_TASK ITEM_
Would you return each entry exactly as written, omitting any pictures?

(Natural language region descriptions)
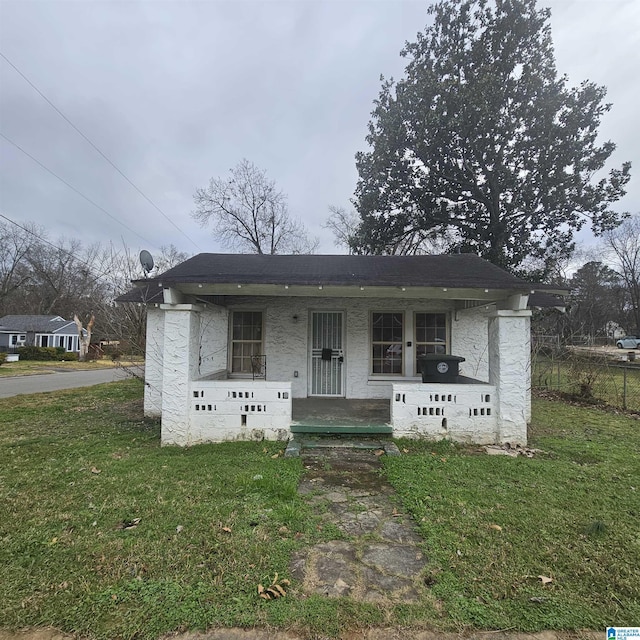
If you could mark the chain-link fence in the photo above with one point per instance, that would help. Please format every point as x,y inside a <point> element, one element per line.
<point>588,375</point>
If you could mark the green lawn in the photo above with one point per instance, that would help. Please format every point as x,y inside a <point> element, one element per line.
<point>79,467</point>
<point>34,367</point>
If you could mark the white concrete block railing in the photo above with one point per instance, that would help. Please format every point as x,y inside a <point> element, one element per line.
<point>222,410</point>
<point>460,412</point>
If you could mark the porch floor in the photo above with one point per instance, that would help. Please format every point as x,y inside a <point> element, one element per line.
<point>341,415</point>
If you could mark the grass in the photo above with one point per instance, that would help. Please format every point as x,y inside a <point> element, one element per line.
<point>33,367</point>
<point>493,525</point>
<point>78,467</point>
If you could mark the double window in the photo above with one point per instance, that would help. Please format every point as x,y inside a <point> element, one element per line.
<point>387,336</point>
<point>388,339</point>
<point>246,340</point>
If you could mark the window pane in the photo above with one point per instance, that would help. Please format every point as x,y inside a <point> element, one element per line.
<point>246,336</point>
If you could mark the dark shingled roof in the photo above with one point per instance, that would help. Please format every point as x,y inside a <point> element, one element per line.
<point>461,270</point>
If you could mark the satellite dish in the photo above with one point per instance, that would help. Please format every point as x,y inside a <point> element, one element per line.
<point>146,260</point>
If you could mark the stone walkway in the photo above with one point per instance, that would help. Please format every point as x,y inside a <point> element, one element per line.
<point>378,557</point>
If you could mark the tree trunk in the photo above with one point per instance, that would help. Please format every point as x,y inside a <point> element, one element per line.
<point>84,336</point>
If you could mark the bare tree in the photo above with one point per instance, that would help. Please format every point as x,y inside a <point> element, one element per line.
<point>624,245</point>
<point>15,245</point>
<point>249,213</point>
<point>343,225</point>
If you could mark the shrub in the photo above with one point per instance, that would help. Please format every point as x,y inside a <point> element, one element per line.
<point>38,353</point>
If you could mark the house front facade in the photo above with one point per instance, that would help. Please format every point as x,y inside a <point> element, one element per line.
<point>234,341</point>
<point>38,330</point>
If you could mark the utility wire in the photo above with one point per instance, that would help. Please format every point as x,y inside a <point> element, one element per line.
<point>71,124</point>
<point>90,267</point>
<point>55,175</point>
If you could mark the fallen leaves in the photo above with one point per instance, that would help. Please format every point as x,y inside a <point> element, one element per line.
<point>274,590</point>
<point>507,449</point>
<point>127,524</point>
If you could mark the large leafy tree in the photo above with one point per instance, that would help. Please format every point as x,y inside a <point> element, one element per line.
<point>482,143</point>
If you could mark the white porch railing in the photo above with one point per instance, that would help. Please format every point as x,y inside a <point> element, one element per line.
<point>460,412</point>
<point>223,410</point>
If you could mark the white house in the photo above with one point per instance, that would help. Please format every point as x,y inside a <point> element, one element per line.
<point>234,341</point>
<point>40,331</point>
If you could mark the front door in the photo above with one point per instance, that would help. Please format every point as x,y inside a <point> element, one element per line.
<point>327,355</point>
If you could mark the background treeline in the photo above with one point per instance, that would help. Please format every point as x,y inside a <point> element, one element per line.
<point>41,275</point>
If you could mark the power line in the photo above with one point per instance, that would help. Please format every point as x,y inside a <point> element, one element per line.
<point>55,175</point>
<point>90,268</point>
<point>71,124</point>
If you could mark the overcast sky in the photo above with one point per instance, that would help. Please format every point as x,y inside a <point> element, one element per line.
<point>175,92</point>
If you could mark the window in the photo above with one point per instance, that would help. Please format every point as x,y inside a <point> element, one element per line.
<point>246,339</point>
<point>431,334</point>
<point>386,342</point>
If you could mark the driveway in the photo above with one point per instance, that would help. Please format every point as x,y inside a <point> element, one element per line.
<point>57,381</point>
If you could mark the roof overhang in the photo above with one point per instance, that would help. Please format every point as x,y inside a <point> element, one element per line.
<point>481,295</point>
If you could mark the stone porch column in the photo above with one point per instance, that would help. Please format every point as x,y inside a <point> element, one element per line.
<point>510,372</point>
<point>179,366</point>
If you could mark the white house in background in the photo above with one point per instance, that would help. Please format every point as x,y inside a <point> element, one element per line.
<point>40,331</point>
<point>234,340</point>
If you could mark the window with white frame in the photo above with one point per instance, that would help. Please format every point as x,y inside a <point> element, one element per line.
<point>386,342</point>
<point>246,340</point>
<point>430,334</point>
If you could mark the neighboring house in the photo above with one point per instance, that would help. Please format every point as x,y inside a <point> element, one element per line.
<point>39,331</point>
<point>234,340</point>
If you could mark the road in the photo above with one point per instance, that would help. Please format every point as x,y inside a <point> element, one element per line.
<point>57,381</point>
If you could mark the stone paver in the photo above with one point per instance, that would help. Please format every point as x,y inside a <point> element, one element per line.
<point>381,558</point>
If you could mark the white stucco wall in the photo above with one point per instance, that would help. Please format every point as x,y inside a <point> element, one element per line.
<point>223,410</point>
<point>180,365</point>
<point>510,372</point>
<point>153,362</point>
<point>213,336</point>
<point>469,340</point>
<point>286,341</point>
<point>460,412</point>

_EXERCISE OUTPUT_
If you could mark the chain-link fence in the photo above with one point per instance, that would help. Please format every point as x,y inside a <point> element, one element per line.
<point>588,375</point>
If you could mark the green lawn in the photo above with one point per instance, that would help. Please format every point as x,y inside a <point> element, one element per line.
<point>79,467</point>
<point>34,367</point>
If you could mark the white concrete block railing in the photo above with one point per instance, that would help. Please format every point as x,y inside a <point> element, one element per line.
<point>222,410</point>
<point>460,412</point>
If you could mark the porch floor in the photo above with one point per instance, that would help. Please format every point as x,y inside a <point> element, one element per line.
<point>341,415</point>
If you could mark the grass in the photo above with one point per instance, that would help. Please format every point as x,y inside a <point> element, one element per line.
<point>33,367</point>
<point>493,525</point>
<point>78,467</point>
If you could mark the double window in the photo above with one point per instance, that would help. Please format every point as x,y inside a <point> element, one element per line.
<point>387,336</point>
<point>388,339</point>
<point>246,340</point>
If you could mark the window pane in the photo above with one point per instance, that would help. Please format every point as x,y inside a <point> element, one element per line.
<point>246,336</point>
If you could mark the dark shingled roof in the photo above with one point per instance, that would help. Please format every point as x,y inside a <point> element, one element per line.
<point>461,270</point>
If you could mark the satellite dish in the photo above with one point per instance, that would help. Please format every point as x,y inside a <point> element, one element per line.
<point>146,260</point>
If you could mark the stone walkway in the photo above with one point per instance, that would help. Please format every point as x,y inside a <point> element, one element per line.
<point>378,557</point>
If you could mark the tree trunk in the photo above with one point per instance, that would help. Please format every point as x,y inside a <point> element, one element per line.
<point>84,336</point>
If you could mark the bare tree in the photo above with one point per instance, that would help. Please format every point as x,y inside a <point> element, one element per line.
<point>624,245</point>
<point>15,245</point>
<point>249,213</point>
<point>343,225</point>
If you could mark the shrub in the photo above with one point per instance, that would help. Please format every point as x,y inside a <point> element, one element per line.
<point>38,353</point>
If you could mark the house front facade in the photo above with one point per instance, that would help. Please format every point as x,y inside a <point> element, one element per line.
<point>234,341</point>
<point>38,330</point>
If you could mark the utility wire in the photo above with one point per instance, that would help. Please format every point as x,y inside a <point> element, one element per line.
<point>71,124</point>
<point>90,267</point>
<point>55,175</point>
If you could mark the fallen leaves in the photo above with one point per instance, that would help. Please format every point as x,y inside a <point> element, one element per line.
<point>274,590</point>
<point>507,449</point>
<point>127,524</point>
If you could mark the large leafy tree in the photo above with one point per instance, that would help. Please format every point as x,y inside a <point> element, one element per line.
<point>482,143</point>
If you could mark the white porch railing in the photo above with one point per instance, that would help. Please format every point as x,y inside a <point> element, one element per line.
<point>460,412</point>
<point>223,410</point>
If you could mark the white house in the photo above with one point per instance, that would help. Please format every point as x,y inside a <point> element, one element per line.
<point>234,341</point>
<point>40,331</point>
If you could mark the front door in the photo above with one point per instance, that would help. Please format every point as x,y inside a <point> element, one element per line.
<point>327,355</point>
If you could mark the background treeline in the photo above with one point per instance, that would help. Please format every point as x,y inside a <point> element, one element per line.
<point>41,275</point>
If you could mark the power line in the photo above with one point per instance, that would help. Please format every point as x,y inside a <point> element, one element per line.
<point>55,175</point>
<point>90,268</point>
<point>71,124</point>
If you could mark the overcast sky in the photo above with one point per instance, that would help. Please format every point as x,y inside a <point> element, one element per line.
<point>175,92</point>
If you could mark the window in the photo above with one point per instance, that would help. Please format every point as x,y inside a <point> element, one element per line.
<point>246,339</point>
<point>431,334</point>
<point>386,342</point>
If you could mark the driveway in the photo above with one point per instance, that would help. Please format every point as x,y inside a <point> element, one element per line.
<point>57,381</point>
If you could mark the roof overhang in the photo above with one point per instance, that would help. Please format every point as x,y inside a <point> element, one element per line.
<point>481,295</point>
If you could mark the stone porch column in the photo above with one point per instance, that would help. Please format every point as x,y inside a <point> element, one element per line.
<point>510,372</point>
<point>179,366</point>
If you could mark the white house in background in the photo above with one point per instance, that would help. Please format every point as x,y inside a <point> element, one element per line.
<point>40,331</point>
<point>234,340</point>
If you could mark the window with white frame in the photo above with one point per instance, that would help. Please format every point as x,y inside a <point> element, one element per line.
<point>386,342</point>
<point>246,340</point>
<point>430,334</point>
If you could mark the neighboring house in the photo above with one point per instance, that would help. Please format every point as x,y inside a <point> element, one element per line.
<point>39,331</point>
<point>234,340</point>
If you could mark the road in the photo above with one point per instance, that would help. Please format every point as x,y inside a <point> element, one element per line.
<point>57,381</point>
If you could mark the stone paver in the photo above with one point per instance, that would help. Please format every point as x,y inside a <point> element, one element per line.
<point>381,558</point>
If you could mark the white stucco wall in the photo above with one point per instance, that would help. Please format every point as x,y inside a <point> element, one element per line.
<point>223,410</point>
<point>180,365</point>
<point>510,372</point>
<point>153,362</point>
<point>213,336</point>
<point>469,340</point>
<point>286,341</point>
<point>460,412</point>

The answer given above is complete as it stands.